TEXTAUSZUG.
^^^^^^^^^^^^^^^^
Wie interne Differenzen das Verhältnis zwischen Partnerorganisationen beeinflussen
Dries Faems / Anna Brattström - 25. März 2021
Die Zusammenarbeit zwischen zwei Partnerorganisationen, ganz gleich welcher Art, kann zu einer heiklen Angelegenheit werden, wenn zwischen den Partnern Differenzen auftauchen. Schnell geht Vertrauen verloren bis zu dem Punkt, an dem das Projekt oder die gesamte Zusammenarbeit in Frage gestellt wird. Während zu Konflikten zwischen zwei Partnerorganisationen bereits viel geforscht wurde, blieben die Auswirkungen von Differenzeninnerhalb einer Organisation und welche sie auf die Beziehung zwischen den Partnern haben, lange unbeleuchtet. Es ist jedoch wichtig zu wissen, dass unterschiedliche Interessengruppen innerhalb von Unternehmen einen bedeutenden Einfluss auf die externen Geschäftsbeziehungen zwischen zwei Partnerunternehmen haben können.
Strategischer Partner oder ein Zulieferer unter vielen?
^^^^^^^^^^^^^^^^
ZU ERLEDIGENDE AUFGABEN.
**1.** Zitiere aus dem Textauszug alles von „Wie interne Differenzen“ bis hinunter zu „Partnerunternehmen haben können.“.
**2.** Stimmen diese Aussagen mit dem Textauszug überein? Antworte jeweils mit Ja oder Nein und führe die entscheidenden Worte wörtlich an. (a) Zu Konflikten zwischen zwei Partnerorganisationen gibt es bisher kaum Forschung. (b) Wenn Differenzen auftauchen, kann Vertrauen schnell verloren gehen. (c) Interessengruppen innerhalb von Unternehmen können die externen Geschäftsbeziehungen stark beeinflussen.
^^^^^^^^^^^^^^^^
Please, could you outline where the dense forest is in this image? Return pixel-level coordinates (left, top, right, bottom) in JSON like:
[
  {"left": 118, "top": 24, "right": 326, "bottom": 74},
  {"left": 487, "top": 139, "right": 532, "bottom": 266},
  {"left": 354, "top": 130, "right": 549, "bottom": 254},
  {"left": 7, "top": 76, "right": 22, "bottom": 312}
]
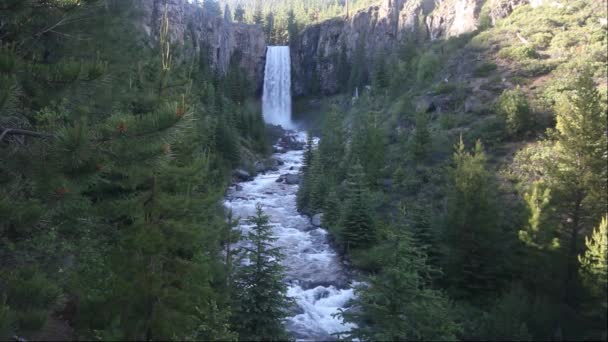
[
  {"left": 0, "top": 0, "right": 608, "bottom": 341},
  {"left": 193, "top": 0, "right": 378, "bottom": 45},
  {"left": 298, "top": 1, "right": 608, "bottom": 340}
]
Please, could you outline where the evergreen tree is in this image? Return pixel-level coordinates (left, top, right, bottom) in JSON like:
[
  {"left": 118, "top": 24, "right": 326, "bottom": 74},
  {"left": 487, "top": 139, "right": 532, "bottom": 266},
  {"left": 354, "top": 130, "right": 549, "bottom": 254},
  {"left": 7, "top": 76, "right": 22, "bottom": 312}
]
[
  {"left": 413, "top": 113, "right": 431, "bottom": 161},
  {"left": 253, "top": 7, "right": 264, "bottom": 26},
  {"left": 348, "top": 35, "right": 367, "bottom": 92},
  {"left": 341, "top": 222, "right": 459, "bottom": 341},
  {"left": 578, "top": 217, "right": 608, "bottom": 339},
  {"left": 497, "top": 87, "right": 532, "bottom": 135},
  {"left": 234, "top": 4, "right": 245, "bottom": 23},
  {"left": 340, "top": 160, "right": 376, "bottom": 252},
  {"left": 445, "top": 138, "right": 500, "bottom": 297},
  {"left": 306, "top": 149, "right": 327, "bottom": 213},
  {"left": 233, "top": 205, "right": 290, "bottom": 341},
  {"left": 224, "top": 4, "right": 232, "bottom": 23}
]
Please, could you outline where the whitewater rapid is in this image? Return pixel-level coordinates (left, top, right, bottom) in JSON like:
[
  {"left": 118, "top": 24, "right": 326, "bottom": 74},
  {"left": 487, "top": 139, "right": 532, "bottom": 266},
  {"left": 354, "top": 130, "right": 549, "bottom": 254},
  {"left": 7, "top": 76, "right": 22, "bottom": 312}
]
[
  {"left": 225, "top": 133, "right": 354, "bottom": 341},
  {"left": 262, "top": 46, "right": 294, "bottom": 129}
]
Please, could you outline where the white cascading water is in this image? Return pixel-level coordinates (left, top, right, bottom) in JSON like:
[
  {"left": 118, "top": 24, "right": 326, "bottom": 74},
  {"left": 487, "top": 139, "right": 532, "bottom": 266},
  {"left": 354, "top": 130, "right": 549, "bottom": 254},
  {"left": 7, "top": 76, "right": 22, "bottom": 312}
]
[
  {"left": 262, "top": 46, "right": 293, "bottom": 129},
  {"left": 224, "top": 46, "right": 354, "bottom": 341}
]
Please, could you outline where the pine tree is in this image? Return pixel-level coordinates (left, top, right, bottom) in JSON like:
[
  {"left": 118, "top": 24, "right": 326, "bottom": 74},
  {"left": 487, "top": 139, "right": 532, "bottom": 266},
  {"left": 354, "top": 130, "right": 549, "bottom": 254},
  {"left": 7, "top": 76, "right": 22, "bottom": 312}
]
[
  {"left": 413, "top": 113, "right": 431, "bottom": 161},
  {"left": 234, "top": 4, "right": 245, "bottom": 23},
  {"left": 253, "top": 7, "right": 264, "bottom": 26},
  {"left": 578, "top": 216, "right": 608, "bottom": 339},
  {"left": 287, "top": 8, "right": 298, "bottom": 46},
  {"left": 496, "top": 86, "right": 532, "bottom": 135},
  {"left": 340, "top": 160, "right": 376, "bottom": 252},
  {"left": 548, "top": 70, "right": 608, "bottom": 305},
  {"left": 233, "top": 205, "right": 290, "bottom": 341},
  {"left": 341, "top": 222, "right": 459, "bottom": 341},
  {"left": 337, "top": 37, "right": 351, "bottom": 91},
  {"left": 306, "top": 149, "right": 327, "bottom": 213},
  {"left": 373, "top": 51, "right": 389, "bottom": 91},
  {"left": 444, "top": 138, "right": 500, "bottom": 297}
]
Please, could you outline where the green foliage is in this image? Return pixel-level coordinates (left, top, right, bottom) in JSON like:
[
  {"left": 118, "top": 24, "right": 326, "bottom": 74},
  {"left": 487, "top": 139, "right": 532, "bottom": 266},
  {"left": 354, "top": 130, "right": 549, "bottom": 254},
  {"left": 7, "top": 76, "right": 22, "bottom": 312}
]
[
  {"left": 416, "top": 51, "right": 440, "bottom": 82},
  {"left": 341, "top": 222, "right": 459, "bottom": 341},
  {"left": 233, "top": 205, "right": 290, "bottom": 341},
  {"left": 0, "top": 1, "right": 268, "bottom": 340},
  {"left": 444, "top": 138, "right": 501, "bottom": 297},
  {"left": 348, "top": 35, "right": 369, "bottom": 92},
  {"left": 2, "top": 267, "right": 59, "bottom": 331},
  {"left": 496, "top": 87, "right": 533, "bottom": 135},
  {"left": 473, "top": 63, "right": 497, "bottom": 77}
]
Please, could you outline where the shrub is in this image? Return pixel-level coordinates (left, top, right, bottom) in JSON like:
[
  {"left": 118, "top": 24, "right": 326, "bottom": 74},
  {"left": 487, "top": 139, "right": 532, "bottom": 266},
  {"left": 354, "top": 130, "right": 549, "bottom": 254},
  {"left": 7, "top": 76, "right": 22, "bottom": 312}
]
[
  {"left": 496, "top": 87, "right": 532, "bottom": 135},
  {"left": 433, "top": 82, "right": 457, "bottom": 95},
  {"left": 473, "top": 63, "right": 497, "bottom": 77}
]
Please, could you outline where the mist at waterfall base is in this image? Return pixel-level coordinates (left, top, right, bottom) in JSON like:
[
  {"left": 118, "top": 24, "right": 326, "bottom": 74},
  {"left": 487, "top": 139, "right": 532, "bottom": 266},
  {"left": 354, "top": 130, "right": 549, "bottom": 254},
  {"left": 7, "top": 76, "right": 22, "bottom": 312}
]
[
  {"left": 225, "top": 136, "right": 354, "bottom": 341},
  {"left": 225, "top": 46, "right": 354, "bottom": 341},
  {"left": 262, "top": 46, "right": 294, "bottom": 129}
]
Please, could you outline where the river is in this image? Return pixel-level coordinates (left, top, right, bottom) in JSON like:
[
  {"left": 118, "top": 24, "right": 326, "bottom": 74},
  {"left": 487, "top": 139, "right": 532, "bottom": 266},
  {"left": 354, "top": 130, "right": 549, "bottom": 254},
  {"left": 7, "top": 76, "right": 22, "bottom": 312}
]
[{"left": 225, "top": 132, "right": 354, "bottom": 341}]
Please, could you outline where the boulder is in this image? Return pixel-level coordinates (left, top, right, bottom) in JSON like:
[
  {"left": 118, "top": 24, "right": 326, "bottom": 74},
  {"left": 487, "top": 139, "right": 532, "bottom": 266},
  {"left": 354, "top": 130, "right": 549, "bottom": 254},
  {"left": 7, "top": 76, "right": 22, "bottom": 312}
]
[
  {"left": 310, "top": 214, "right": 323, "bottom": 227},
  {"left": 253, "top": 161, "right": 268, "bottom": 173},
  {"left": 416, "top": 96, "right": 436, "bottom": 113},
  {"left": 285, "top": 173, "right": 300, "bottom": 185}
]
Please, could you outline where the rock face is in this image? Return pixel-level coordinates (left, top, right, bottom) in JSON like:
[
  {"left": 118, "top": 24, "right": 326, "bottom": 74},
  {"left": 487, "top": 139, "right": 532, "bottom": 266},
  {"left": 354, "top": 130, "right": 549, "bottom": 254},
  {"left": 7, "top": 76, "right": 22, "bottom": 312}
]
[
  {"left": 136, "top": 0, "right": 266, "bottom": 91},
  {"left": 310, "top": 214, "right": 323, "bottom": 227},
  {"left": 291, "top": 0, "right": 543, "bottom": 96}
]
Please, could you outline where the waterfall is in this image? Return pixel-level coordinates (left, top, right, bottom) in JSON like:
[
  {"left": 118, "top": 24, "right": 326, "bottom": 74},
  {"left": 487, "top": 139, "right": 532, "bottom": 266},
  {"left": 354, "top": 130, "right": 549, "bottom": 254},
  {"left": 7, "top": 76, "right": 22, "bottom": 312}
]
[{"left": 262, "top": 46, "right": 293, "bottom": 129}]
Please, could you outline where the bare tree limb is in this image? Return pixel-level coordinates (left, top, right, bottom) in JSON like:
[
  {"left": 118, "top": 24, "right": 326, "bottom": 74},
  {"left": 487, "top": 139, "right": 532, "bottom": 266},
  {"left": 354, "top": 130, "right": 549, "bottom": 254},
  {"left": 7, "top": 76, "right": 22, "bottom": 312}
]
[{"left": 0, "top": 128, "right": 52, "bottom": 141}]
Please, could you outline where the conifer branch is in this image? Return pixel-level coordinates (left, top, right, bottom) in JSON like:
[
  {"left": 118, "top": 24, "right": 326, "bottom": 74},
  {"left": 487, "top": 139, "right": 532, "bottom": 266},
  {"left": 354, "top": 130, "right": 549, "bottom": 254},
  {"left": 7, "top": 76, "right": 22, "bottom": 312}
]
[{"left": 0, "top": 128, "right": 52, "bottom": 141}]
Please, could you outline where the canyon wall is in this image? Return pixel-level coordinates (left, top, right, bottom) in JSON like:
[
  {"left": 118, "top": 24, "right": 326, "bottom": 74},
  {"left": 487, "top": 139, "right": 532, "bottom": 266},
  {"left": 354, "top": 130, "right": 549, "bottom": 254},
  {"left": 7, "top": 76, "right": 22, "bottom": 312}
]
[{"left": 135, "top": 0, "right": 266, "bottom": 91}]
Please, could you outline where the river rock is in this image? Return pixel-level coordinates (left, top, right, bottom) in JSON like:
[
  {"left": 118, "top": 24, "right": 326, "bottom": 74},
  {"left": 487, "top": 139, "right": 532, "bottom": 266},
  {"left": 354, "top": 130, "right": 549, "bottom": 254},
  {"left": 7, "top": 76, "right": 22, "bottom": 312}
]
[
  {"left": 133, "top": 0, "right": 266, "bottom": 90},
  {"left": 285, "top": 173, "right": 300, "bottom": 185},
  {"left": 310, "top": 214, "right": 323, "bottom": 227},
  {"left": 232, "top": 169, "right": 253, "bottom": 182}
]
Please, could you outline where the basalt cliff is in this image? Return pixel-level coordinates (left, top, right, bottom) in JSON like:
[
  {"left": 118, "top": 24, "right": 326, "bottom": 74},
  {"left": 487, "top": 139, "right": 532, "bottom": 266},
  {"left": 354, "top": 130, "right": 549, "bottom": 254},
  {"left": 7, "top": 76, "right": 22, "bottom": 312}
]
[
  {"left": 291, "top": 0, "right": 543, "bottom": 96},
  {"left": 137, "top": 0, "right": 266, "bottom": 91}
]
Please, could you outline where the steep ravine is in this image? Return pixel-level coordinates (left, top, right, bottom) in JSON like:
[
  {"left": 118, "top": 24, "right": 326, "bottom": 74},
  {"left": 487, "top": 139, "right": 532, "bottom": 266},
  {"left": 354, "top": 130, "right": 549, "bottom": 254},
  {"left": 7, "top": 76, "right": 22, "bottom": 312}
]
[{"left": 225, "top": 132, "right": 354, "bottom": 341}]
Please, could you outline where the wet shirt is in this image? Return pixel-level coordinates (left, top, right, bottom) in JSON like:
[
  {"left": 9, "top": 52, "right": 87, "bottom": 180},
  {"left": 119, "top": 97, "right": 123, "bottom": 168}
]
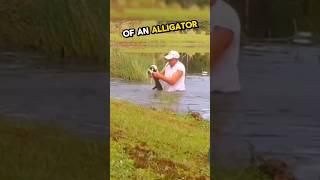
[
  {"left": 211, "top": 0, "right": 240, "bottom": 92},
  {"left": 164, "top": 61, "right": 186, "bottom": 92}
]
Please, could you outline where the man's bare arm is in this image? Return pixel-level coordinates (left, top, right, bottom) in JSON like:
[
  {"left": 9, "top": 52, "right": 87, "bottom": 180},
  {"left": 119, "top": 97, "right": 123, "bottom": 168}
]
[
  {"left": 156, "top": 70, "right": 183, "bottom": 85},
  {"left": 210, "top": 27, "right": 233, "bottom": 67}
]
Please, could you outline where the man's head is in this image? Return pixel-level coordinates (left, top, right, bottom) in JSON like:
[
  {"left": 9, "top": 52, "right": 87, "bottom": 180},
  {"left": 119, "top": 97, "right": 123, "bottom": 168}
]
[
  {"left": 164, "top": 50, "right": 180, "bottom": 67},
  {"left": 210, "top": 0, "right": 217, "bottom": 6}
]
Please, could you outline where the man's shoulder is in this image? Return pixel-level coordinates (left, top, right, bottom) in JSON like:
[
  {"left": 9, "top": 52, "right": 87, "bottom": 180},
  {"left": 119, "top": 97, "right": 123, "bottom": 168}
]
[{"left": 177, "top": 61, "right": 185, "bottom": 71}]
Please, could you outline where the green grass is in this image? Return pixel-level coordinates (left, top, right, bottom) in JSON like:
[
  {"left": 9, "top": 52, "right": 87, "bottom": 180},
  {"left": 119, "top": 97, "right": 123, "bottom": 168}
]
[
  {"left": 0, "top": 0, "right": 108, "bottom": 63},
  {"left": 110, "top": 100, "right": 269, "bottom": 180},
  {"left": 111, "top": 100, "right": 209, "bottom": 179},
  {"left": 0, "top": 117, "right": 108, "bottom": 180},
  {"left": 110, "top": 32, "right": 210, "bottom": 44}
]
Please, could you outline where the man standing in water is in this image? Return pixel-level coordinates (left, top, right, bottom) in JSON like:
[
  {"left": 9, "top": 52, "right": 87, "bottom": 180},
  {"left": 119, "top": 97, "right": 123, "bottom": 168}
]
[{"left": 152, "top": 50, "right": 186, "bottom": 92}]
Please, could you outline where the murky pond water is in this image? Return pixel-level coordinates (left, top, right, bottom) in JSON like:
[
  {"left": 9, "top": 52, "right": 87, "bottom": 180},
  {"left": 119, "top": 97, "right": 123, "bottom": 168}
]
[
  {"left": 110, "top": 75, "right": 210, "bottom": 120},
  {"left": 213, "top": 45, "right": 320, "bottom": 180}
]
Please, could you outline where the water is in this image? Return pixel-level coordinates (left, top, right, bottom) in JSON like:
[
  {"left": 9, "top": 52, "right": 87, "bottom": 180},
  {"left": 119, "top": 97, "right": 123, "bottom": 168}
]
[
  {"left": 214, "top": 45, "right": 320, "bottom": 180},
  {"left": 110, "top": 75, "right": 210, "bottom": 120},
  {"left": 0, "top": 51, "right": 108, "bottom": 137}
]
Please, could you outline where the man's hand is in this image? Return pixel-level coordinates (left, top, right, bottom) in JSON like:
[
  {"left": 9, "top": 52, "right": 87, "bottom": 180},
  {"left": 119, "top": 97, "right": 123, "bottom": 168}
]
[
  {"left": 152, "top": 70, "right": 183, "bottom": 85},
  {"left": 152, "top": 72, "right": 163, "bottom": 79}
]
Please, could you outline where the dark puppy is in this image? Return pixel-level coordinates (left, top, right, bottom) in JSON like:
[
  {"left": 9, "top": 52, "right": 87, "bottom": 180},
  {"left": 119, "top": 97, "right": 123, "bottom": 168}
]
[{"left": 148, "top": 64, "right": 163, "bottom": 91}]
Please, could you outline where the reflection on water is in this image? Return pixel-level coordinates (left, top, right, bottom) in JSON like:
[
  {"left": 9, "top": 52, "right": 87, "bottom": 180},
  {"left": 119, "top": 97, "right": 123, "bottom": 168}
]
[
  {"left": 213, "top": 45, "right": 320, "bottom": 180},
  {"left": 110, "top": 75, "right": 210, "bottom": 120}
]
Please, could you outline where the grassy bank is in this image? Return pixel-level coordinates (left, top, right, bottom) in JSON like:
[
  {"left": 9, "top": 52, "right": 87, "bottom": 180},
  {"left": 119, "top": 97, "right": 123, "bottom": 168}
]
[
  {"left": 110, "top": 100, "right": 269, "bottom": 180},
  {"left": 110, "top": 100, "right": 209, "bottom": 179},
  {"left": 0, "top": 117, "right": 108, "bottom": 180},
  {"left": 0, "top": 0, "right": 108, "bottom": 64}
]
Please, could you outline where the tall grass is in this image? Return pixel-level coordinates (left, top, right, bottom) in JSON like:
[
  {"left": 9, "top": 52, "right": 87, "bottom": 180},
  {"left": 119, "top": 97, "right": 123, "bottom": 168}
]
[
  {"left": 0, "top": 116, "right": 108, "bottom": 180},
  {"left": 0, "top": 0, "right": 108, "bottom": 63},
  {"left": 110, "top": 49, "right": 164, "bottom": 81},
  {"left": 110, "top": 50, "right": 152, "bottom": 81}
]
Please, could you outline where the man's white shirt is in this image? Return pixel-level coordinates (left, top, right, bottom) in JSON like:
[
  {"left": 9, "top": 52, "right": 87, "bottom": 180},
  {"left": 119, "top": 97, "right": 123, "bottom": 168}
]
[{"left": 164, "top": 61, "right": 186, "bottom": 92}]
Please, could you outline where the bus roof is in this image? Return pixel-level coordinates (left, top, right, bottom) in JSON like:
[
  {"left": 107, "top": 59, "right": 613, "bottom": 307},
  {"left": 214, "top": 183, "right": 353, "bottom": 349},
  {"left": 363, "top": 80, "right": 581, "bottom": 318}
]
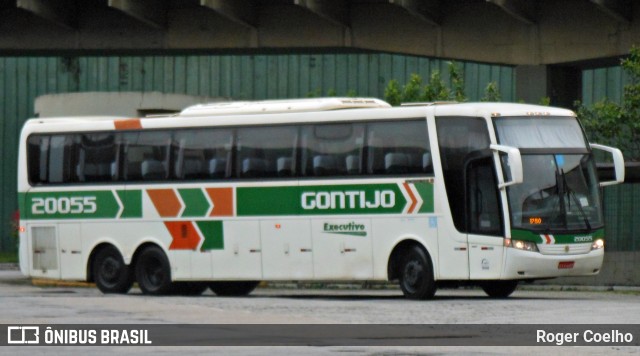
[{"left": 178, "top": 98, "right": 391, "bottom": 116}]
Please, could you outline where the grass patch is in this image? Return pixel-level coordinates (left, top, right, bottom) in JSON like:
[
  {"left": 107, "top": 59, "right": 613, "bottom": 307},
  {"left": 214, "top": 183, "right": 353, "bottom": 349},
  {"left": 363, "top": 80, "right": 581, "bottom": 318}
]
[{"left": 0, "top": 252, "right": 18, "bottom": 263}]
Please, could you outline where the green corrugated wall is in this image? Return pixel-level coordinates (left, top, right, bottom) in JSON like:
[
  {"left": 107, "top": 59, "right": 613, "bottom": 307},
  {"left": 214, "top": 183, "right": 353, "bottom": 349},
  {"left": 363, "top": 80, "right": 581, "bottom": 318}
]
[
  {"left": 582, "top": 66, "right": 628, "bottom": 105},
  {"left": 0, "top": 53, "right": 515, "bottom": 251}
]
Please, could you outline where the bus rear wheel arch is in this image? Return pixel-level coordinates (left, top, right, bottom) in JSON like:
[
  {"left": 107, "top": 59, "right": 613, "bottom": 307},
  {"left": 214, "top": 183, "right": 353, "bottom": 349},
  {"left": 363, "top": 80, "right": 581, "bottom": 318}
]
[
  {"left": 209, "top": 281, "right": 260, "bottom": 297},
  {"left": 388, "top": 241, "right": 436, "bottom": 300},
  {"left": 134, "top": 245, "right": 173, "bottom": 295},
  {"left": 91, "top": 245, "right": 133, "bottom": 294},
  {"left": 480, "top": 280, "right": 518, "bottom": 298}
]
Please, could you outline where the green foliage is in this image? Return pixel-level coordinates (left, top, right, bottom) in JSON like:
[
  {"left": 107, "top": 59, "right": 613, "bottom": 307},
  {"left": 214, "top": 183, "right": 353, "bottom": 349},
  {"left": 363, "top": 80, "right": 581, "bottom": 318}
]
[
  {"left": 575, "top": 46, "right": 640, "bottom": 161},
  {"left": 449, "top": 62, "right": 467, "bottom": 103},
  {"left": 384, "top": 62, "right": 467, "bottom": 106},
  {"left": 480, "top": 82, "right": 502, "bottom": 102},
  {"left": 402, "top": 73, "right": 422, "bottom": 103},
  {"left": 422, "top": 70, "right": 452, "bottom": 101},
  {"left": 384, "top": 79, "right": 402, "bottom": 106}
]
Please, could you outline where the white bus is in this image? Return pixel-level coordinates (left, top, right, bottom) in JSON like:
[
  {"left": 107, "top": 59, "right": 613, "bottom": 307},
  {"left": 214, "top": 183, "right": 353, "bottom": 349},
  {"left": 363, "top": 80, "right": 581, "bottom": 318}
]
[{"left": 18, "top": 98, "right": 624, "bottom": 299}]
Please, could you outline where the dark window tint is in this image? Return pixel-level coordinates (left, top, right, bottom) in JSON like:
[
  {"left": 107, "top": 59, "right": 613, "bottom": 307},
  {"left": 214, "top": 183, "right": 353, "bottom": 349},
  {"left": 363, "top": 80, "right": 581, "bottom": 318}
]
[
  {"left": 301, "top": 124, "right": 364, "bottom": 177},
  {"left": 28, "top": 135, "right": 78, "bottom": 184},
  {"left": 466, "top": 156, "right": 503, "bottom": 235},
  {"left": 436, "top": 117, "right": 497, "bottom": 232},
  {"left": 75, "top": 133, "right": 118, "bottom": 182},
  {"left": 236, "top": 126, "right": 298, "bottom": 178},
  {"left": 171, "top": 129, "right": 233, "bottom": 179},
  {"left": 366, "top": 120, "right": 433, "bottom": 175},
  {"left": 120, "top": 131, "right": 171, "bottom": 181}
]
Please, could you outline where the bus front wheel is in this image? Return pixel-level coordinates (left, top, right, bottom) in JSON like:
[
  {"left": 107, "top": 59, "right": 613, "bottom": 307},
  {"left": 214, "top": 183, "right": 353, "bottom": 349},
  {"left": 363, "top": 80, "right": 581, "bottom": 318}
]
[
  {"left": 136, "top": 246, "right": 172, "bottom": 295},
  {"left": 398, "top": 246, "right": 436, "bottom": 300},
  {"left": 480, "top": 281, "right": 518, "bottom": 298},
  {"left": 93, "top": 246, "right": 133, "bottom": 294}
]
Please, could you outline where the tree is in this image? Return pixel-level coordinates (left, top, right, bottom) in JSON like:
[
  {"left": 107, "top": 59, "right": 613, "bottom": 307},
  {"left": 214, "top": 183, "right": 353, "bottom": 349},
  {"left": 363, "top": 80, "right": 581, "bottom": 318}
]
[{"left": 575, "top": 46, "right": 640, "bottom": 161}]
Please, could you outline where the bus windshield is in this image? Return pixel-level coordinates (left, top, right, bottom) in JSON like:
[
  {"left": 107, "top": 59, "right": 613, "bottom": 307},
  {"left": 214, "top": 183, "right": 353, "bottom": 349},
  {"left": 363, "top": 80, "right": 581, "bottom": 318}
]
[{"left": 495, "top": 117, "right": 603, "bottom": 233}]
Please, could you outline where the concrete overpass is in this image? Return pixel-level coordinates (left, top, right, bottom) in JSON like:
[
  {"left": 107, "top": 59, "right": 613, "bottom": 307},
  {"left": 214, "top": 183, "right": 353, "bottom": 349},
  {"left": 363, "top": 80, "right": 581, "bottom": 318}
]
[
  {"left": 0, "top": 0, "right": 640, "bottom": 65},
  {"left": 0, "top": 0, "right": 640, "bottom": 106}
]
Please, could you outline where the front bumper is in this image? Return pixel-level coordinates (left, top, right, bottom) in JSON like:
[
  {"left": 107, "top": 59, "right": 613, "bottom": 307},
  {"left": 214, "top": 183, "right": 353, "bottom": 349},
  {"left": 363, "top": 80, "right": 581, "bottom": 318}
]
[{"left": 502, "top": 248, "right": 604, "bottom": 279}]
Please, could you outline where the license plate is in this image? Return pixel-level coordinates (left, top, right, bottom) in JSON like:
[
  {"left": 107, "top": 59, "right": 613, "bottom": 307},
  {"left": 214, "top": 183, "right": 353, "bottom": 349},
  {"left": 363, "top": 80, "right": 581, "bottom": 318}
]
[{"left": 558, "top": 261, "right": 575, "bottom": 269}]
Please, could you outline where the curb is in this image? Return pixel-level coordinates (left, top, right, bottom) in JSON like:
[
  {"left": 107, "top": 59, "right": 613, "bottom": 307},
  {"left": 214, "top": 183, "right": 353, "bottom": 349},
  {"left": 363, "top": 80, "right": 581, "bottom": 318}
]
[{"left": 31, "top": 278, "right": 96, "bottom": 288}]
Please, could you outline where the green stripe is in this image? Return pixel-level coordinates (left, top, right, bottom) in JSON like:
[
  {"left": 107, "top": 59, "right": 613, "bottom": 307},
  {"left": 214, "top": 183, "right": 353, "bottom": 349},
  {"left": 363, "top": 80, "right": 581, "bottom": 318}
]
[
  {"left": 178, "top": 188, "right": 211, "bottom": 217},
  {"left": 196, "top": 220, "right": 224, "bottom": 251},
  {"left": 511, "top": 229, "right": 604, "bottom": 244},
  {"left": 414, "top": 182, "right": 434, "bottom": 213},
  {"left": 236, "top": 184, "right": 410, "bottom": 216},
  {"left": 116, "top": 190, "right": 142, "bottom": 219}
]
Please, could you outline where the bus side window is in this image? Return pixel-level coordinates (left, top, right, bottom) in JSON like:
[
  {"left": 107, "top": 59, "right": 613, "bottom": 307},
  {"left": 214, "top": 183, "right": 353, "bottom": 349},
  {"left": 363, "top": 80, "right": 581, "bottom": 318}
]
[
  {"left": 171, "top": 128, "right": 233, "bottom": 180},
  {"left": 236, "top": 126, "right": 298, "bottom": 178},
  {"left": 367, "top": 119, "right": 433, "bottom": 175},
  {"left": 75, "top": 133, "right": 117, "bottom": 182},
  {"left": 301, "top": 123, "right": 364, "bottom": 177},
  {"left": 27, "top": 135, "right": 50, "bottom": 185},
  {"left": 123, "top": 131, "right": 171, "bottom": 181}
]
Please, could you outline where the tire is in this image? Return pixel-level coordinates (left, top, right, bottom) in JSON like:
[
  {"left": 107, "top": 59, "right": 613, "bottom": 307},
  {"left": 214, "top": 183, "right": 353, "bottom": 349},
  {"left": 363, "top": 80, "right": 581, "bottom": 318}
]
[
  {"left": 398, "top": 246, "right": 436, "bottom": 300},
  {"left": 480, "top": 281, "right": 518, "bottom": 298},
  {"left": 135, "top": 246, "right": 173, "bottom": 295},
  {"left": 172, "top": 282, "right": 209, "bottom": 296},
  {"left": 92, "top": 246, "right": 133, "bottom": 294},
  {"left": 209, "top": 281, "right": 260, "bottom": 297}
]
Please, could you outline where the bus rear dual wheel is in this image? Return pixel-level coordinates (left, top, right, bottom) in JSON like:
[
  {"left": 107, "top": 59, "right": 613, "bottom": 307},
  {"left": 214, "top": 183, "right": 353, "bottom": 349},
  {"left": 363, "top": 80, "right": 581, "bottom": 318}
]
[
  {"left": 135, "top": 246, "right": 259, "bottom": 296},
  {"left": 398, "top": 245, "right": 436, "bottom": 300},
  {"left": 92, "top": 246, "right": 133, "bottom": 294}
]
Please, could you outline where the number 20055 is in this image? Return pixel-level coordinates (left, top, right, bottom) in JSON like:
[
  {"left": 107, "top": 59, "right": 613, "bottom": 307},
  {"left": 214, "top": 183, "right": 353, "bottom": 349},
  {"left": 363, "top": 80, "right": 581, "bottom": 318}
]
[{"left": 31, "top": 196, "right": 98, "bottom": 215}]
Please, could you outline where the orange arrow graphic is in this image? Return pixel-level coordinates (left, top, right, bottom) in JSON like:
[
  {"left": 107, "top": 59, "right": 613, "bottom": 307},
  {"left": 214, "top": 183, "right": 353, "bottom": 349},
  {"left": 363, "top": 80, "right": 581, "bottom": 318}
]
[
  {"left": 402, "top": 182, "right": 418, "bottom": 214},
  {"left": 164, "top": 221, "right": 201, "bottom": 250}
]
^^^^^^^^^^^^^^^^
LÖSUNGEN NACH AUFGABEN.
**1.**
Wie interne Differenzen das Verhältnis zwischen Partnerorganisationen beeinflussen
Dries Faems / Anna Brattström - 25. März 2021
Die Zusammenarbeit zwischen zwei Partnerorganisationen, ganz gleich welcher Art, kann zu einer heiklen Angelegenheit werden, wenn zwischen den Partnern Differenzen auftauchen. Schnell geht Vertrauen verloren bis zu dem Punkt, an dem das Projekt oder die gesamte Zusammenarbeit in Frage gestellt wird. Während zu Konflikten zwischen zwei Partnerorganisationen bereits viel geforscht wurde, blieben die Auswirkungen von Differenzeninnerhalb einer Organisation und welche sie auf die Beziehung zwischen den Partnern haben, lange unbeleuchtet. Es ist jedoch wichtig zu wissen, dass unterschiedliche Interessengruppen innerhalb von Unternehmen einen bedeutenden Einfluss auf die externen Geschäftsbeziehungen zwischen zwei Partnerunternehmen haben können.

**2.**
(a) Nein: „Während zu Konflikten zwischen zwei Partnerorganisationen bereits viel geforscht wurde“
(b) Ja: „Schnell geht Vertrauen verloren“
(c) Ja: „dass unterschiedliche Interessengruppen innerhalb von Unternehmen einen bedeutenden Einfluss auf die externen Geschäftsbeziehungen zwischen zwei Partnerunternehmen haben können“